DATA LISTING
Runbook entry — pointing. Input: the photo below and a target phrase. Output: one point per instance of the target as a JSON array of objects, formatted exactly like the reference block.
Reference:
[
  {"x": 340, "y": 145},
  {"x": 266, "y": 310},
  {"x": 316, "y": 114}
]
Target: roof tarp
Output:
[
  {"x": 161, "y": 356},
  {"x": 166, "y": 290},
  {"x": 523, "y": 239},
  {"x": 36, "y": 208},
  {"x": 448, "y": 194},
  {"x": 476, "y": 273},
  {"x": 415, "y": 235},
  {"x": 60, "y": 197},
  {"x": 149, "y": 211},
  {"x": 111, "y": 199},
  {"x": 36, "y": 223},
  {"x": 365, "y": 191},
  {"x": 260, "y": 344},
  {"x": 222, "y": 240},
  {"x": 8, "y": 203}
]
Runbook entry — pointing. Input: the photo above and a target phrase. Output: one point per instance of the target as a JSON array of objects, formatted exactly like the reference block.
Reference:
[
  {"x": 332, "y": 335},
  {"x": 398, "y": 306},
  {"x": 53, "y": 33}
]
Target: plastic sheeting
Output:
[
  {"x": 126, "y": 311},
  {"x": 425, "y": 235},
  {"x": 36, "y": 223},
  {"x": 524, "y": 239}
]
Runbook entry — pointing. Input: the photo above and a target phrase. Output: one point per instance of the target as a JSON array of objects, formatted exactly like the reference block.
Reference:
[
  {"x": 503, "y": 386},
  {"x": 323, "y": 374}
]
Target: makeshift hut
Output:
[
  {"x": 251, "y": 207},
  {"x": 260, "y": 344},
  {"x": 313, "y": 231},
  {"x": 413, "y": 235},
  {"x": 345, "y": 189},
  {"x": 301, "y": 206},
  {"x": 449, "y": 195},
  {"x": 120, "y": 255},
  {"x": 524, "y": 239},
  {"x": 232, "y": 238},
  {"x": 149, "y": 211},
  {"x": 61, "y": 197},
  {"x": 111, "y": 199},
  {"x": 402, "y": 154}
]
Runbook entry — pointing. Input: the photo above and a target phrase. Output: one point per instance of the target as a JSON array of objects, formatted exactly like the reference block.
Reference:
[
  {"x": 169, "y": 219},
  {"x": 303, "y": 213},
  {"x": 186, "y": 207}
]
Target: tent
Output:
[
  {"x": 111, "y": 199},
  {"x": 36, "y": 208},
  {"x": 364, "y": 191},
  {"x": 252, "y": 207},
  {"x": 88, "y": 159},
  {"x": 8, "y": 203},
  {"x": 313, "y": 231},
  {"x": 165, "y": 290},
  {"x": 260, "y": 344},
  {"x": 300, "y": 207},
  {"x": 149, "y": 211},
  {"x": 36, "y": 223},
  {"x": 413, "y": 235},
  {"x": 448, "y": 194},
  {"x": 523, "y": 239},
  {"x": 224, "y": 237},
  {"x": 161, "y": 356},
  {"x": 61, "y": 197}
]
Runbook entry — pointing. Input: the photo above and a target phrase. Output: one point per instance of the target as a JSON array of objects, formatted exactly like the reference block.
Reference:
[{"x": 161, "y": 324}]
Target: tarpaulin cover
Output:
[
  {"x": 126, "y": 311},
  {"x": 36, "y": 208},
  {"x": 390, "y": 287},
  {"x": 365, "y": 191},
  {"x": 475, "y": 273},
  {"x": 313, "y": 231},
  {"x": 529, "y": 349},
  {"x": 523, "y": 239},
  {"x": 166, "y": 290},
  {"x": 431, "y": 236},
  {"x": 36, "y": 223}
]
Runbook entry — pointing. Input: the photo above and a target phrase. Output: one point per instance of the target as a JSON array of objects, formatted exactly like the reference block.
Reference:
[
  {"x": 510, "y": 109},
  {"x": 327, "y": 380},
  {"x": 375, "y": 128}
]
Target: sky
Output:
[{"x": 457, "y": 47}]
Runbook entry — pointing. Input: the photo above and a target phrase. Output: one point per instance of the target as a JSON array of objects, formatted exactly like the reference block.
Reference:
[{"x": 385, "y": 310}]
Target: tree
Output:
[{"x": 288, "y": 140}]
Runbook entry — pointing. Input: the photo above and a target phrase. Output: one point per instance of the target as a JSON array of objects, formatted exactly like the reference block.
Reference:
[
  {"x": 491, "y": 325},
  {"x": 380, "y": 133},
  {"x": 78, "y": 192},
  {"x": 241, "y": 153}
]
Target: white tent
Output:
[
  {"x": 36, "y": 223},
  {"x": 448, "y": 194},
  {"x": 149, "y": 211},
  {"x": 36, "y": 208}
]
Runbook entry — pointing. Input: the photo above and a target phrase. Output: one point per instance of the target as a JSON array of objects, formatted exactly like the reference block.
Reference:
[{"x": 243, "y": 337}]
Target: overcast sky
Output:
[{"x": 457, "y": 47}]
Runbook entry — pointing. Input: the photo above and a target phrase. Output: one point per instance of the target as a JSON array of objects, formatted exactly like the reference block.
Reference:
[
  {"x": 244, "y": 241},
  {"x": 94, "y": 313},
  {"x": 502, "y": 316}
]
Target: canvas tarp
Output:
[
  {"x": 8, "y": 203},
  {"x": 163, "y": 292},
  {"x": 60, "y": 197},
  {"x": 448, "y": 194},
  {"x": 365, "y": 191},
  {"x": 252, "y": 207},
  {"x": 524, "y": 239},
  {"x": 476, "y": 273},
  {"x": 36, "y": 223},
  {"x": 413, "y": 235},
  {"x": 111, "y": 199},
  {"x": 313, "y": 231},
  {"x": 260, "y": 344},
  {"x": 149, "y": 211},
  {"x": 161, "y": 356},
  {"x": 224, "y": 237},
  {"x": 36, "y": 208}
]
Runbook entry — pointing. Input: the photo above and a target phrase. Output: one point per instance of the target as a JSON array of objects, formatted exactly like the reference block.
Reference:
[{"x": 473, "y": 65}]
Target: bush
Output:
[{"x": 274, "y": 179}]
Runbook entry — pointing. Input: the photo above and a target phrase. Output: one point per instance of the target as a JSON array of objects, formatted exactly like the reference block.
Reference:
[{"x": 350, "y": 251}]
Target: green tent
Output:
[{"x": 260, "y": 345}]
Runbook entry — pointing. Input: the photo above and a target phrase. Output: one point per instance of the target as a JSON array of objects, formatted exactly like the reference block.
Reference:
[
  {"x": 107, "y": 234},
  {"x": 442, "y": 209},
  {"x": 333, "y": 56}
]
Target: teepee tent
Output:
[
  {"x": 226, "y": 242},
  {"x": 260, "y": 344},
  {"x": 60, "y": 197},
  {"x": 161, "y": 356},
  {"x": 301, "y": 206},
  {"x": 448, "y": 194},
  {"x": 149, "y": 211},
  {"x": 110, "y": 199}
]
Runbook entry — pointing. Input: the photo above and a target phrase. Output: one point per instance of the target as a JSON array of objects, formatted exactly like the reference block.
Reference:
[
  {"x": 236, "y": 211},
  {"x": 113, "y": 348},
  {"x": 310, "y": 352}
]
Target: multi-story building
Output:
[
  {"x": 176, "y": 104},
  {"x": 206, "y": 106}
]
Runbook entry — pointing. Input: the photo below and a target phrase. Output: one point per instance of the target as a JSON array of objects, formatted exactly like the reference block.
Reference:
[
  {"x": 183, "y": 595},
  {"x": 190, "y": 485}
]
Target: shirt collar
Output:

TO DO
Please repeat the listing above in full and exactly.

TASK OUTPUT
Runbook entry — pointing. Input: the photo below and a target phrase. Output: one point per instance of the target as a JSON array of objects, formatted exactly like the reference block.
Reference:
[
  {"x": 340, "y": 145},
  {"x": 266, "y": 310},
  {"x": 316, "y": 114}
]
Target: roof tarp
Output:
[
  {"x": 161, "y": 356},
  {"x": 166, "y": 290},
  {"x": 523, "y": 239},
  {"x": 36, "y": 208},
  {"x": 448, "y": 194},
  {"x": 476, "y": 273},
  {"x": 415, "y": 235},
  {"x": 60, "y": 197},
  {"x": 149, "y": 211},
  {"x": 111, "y": 199},
  {"x": 36, "y": 223},
  {"x": 365, "y": 191},
  {"x": 260, "y": 344},
  {"x": 222, "y": 240},
  {"x": 8, "y": 203}
]
Runbook entry — pointing. Input: the photo above and a target phrase. Output: one point per instance of the target as a JSON array of objects, formatted exactly like the reference block.
Reference:
[
  {"x": 332, "y": 335},
  {"x": 398, "y": 306},
  {"x": 53, "y": 33}
]
Target: plastic sheeting
Output:
[
  {"x": 126, "y": 311},
  {"x": 425, "y": 235},
  {"x": 36, "y": 223},
  {"x": 524, "y": 239}
]
Runbook entry — pointing. Input: the photo above and a target phrase. Output: one point per instance of the target as a JSON array of objects, formatted exactly like the reference block.
Reference:
[
  {"x": 503, "y": 386},
  {"x": 323, "y": 374}
]
Target: makeshift hut
Output:
[
  {"x": 251, "y": 207},
  {"x": 260, "y": 344},
  {"x": 313, "y": 231},
  {"x": 413, "y": 235},
  {"x": 345, "y": 189},
  {"x": 301, "y": 206},
  {"x": 449, "y": 195},
  {"x": 120, "y": 255},
  {"x": 524, "y": 239},
  {"x": 232, "y": 238},
  {"x": 149, "y": 211},
  {"x": 61, "y": 197},
  {"x": 111, "y": 199},
  {"x": 402, "y": 154}
]
Runbook entry — pointing. Input: the photo above and a target phrase. Output: one point per instance of the target as a JSON array of objects, formatted exactly like the reference block.
Reference:
[
  {"x": 169, "y": 219},
  {"x": 303, "y": 213},
  {"x": 186, "y": 207}
]
Target: tent
Output:
[
  {"x": 111, "y": 199},
  {"x": 36, "y": 208},
  {"x": 364, "y": 191},
  {"x": 252, "y": 207},
  {"x": 88, "y": 159},
  {"x": 8, "y": 203},
  {"x": 313, "y": 231},
  {"x": 165, "y": 290},
  {"x": 260, "y": 344},
  {"x": 300, "y": 207},
  {"x": 149, "y": 211},
  {"x": 36, "y": 223},
  {"x": 413, "y": 235},
  {"x": 448, "y": 194},
  {"x": 523, "y": 239},
  {"x": 224, "y": 237},
  {"x": 161, "y": 356},
  {"x": 61, "y": 197}
]
Runbook entry — pointing. Input: the photo above and a target phrase. Output: one point per instance of the target as a JSON array of objects, formatted exactly like the reference block.
Reference:
[{"x": 161, "y": 324}]
Target: tarpaulin cover
Output:
[
  {"x": 126, "y": 311},
  {"x": 36, "y": 208},
  {"x": 390, "y": 287},
  {"x": 365, "y": 191},
  {"x": 475, "y": 273},
  {"x": 313, "y": 231},
  {"x": 529, "y": 349},
  {"x": 523, "y": 239},
  {"x": 166, "y": 290},
  {"x": 431, "y": 236},
  {"x": 36, "y": 223}
]
Runbook entry — pointing. Input: the photo above and a target phrase. Output: one point per instance of the target as a JSON array of objects, formatted exactly like the reference block.
Reference:
[
  {"x": 510, "y": 109},
  {"x": 327, "y": 380},
  {"x": 375, "y": 128}
]
Target: sky
Output:
[{"x": 457, "y": 47}]
Runbook entry — pointing. Input: the photo above and a target phrase. Output: one point per instance of the target as a JSON array of objects, formatted exactly like the reference block.
Reference:
[{"x": 385, "y": 310}]
Target: tree
Output:
[{"x": 288, "y": 140}]
Runbook entry — pointing. Input: the photo above and a target phrase. Output: one point per instance of the target as a JSON array of objects, formatted exactly like the reference block.
Reference:
[
  {"x": 491, "y": 325},
  {"x": 380, "y": 133},
  {"x": 78, "y": 192},
  {"x": 241, "y": 153}
]
Target: white tent
Output:
[
  {"x": 36, "y": 223},
  {"x": 448, "y": 194},
  {"x": 149, "y": 211},
  {"x": 36, "y": 208}
]
Runbook entry — pointing. Input: the photo above and a target phrase. Output: one point per instance of the target as a JSON array of objects, formatted exactly like the reference block.
Reference:
[{"x": 243, "y": 337}]
Target: overcast sky
Output:
[{"x": 457, "y": 47}]
Runbook entry — pointing. Input: the photo above and a target phrase. Output: one point per instance of the target as a JSON array of objects, formatted exactly like the reference block.
Reference:
[
  {"x": 244, "y": 241},
  {"x": 94, "y": 313},
  {"x": 502, "y": 316}
]
Target: canvas tarp
Output:
[
  {"x": 8, "y": 203},
  {"x": 163, "y": 292},
  {"x": 60, "y": 197},
  {"x": 448, "y": 194},
  {"x": 365, "y": 191},
  {"x": 252, "y": 207},
  {"x": 524, "y": 239},
  {"x": 476, "y": 273},
  {"x": 36, "y": 223},
  {"x": 413, "y": 235},
  {"x": 111, "y": 199},
  {"x": 313, "y": 231},
  {"x": 260, "y": 344},
  {"x": 149, "y": 211},
  {"x": 161, "y": 356},
  {"x": 224, "y": 237},
  {"x": 36, "y": 208}
]
Runbook entry — pointing. Input: the photo above and a target phrase. Output: one point per instance of the target as a JSON array of objects, formatted exactly like the reference block.
Reference:
[{"x": 473, "y": 65}]
Target: bush
Output:
[{"x": 274, "y": 179}]
Runbook entry — pointing. Input: the photo above and a target phrase. Output: one point per instance of the target as a JSON array of objects, formatted exactly like the reference block.
Reference:
[{"x": 350, "y": 251}]
Target: green tent
Output:
[{"x": 260, "y": 345}]
Runbook entry — pointing. Input: the photo above and a target phrase. Output: one point per instance of the target as a JSON array of objects, formatted exactly like the reference block.
Reference:
[
  {"x": 107, "y": 234},
  {"x": 442, "y": 209},
  {"x": 333, "y": 56}
]
Target: teepee tent
Output:
[
  {"x": 226, "y": 242},
  {"x": 260, "y": 344},
  {"x": 60, "y": 197},
  {"x": 161, "y": 356},
  {"x": 301, "y": 206},
  {"x": 448, "y": 194},
  {"x": 149, "y": 211},
  {"x": 110, "y": 199}
]
Runbook entry — pointing. Input: the photo above and a target phrase. Output: one point per instance of the target as a JSON array of objects, formatted exactly like the reference block.
Reference:
[
  {"x": 236, "y": 211},
  {"x": 113, "y": 348},
  {"x": 310, "y": 352}
]
Target: multi-story building
Output:
[
  {"x": 176, "y": 104},
  {"x": 206, "y": 106}
]
Runbook entry — pointing. Input: the photo below and a target phrase. Output: one point per instance of the target as a JSON array of objects, formatted exactly like the reference block.
Reference:
[
  {"x": 183, "y": 595},
  {"x": 190, "y": 485}
]
Target: shirt collar
Output:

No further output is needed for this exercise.